• Task goal
Collect every line of the records below that contains the word "column", and copy each such line in full.

— begin —

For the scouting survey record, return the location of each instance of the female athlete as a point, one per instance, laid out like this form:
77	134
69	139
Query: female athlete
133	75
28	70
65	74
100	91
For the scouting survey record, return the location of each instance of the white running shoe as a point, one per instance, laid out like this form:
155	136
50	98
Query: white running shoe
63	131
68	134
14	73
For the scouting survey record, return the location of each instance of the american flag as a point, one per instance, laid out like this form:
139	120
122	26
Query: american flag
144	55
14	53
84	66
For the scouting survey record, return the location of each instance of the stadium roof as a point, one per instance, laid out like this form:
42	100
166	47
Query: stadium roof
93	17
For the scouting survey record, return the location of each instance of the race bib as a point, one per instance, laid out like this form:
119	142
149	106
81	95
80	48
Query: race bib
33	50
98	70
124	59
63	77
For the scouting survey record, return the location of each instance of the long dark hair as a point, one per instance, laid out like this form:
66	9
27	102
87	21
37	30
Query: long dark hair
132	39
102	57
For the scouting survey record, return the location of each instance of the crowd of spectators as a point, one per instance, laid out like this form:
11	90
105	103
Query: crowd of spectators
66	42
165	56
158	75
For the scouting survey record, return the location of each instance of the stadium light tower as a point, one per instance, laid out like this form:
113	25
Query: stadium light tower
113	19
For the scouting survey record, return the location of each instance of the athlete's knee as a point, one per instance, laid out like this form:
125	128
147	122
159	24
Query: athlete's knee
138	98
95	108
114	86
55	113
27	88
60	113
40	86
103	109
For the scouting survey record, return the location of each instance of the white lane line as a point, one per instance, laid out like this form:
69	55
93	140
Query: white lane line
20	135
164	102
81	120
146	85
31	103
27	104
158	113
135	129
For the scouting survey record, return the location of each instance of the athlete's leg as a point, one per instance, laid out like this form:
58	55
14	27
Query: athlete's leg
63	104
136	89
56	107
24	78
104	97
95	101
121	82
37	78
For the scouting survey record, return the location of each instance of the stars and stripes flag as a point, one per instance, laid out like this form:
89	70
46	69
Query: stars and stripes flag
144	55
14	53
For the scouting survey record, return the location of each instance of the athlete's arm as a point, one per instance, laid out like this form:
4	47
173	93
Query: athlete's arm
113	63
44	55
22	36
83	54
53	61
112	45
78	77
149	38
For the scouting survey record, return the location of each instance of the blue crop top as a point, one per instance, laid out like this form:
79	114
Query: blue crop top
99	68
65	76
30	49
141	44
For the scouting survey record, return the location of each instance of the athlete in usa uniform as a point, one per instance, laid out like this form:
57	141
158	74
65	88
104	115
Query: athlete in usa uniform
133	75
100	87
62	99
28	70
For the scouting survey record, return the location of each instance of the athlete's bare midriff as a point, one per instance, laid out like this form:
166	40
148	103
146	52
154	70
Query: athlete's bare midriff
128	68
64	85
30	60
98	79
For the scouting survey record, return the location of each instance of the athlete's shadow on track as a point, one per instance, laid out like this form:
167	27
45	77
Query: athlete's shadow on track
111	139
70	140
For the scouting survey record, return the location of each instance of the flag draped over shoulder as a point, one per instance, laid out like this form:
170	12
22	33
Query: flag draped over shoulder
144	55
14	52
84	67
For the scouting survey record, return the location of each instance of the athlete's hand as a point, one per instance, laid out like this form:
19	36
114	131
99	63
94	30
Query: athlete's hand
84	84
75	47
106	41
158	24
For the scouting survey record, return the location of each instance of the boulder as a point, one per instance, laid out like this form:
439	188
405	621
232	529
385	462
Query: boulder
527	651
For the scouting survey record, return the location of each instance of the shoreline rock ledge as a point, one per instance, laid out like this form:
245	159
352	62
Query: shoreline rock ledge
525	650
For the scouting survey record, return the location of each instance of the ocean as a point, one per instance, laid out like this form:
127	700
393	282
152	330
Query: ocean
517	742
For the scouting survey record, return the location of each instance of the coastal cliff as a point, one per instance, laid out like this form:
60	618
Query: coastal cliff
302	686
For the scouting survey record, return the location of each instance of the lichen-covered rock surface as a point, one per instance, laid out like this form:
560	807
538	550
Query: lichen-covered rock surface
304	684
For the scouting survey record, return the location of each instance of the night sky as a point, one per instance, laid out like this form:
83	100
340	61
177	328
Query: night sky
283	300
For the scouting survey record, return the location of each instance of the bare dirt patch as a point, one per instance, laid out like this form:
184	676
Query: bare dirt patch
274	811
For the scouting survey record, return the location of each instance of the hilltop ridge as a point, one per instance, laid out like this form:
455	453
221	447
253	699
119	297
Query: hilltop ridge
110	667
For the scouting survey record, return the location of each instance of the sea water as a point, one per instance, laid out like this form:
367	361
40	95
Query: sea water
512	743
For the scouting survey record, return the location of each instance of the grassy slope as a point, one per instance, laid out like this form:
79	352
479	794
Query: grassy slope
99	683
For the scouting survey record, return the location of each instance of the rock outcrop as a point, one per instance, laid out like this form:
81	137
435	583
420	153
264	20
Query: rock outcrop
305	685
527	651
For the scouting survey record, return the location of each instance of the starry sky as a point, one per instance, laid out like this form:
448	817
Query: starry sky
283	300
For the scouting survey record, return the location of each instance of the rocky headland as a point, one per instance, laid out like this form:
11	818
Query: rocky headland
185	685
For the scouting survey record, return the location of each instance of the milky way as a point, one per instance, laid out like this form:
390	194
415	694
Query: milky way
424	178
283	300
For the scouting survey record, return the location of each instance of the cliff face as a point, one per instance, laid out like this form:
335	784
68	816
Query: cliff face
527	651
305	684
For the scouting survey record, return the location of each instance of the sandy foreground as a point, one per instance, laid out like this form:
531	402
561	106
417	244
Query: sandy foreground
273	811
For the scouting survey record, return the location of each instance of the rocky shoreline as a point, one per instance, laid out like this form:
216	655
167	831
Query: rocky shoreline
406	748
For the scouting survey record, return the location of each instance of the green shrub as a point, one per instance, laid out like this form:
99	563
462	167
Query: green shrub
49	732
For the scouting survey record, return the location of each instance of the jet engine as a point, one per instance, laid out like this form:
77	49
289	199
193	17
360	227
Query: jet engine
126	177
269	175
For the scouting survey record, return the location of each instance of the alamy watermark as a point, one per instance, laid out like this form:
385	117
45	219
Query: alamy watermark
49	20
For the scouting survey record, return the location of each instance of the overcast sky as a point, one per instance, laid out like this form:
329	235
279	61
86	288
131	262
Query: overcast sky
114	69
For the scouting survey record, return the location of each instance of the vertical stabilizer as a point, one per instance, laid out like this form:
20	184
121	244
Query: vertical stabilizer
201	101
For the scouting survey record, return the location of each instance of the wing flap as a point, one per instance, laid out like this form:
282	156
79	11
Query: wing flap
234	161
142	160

— end —
— begin —

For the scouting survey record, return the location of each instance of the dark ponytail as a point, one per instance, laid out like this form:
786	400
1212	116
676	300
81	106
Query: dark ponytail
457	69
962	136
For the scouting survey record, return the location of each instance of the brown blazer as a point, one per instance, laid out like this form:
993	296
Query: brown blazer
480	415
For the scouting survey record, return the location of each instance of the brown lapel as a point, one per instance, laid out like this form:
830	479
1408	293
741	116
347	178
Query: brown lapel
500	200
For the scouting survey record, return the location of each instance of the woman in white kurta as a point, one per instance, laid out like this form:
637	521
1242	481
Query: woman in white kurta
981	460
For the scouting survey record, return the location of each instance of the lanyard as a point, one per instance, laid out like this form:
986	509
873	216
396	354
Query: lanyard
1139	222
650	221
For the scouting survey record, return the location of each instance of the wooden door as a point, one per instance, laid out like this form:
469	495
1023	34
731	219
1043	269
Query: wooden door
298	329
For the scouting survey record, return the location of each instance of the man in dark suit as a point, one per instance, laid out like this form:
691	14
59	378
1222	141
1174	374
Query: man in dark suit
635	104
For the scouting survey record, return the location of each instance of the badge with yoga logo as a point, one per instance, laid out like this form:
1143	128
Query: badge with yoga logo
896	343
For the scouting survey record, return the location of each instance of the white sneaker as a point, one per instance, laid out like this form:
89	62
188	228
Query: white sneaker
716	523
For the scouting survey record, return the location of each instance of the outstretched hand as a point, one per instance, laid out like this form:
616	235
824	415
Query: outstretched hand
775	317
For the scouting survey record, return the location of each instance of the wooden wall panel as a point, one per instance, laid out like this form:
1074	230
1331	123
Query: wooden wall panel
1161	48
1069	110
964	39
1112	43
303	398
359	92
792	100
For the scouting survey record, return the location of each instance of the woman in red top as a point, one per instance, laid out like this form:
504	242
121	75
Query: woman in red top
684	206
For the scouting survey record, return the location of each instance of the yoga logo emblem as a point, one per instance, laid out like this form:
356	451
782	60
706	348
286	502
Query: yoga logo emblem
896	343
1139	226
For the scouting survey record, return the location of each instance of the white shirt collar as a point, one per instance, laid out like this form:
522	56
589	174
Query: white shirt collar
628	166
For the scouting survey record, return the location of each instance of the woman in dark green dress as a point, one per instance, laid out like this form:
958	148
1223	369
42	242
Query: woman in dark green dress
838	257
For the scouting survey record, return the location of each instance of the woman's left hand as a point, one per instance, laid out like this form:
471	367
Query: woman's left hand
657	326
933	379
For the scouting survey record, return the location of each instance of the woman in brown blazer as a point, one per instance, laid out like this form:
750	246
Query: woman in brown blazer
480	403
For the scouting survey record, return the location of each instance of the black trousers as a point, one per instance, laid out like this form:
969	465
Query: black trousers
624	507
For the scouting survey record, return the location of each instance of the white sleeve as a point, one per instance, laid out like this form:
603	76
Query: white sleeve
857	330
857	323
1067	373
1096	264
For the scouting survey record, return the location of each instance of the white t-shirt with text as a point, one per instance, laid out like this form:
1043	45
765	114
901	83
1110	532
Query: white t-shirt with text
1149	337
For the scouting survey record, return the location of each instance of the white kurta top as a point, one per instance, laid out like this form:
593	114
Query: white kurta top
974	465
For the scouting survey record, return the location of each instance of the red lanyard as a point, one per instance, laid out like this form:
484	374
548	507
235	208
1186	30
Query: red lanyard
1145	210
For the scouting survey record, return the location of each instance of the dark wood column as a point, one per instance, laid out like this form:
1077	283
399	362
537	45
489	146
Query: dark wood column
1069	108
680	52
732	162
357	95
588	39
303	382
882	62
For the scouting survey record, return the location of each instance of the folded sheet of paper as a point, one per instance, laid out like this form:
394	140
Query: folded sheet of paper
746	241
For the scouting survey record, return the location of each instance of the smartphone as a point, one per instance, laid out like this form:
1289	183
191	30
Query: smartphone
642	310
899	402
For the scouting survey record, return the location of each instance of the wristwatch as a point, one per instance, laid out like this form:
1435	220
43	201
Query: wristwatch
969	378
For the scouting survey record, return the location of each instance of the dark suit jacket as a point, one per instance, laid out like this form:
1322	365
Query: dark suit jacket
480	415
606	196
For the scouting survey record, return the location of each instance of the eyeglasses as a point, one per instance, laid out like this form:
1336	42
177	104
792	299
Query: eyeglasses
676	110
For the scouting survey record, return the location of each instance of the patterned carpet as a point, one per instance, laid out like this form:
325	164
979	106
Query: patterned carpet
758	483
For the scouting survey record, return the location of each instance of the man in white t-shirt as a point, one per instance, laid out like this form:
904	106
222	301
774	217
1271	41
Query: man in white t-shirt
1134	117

— end —

• Worked solution
For the scouting survey record, return the location of each instance of the dark wood column as a point, one per instance, laid out like this form:
Query: dark wood column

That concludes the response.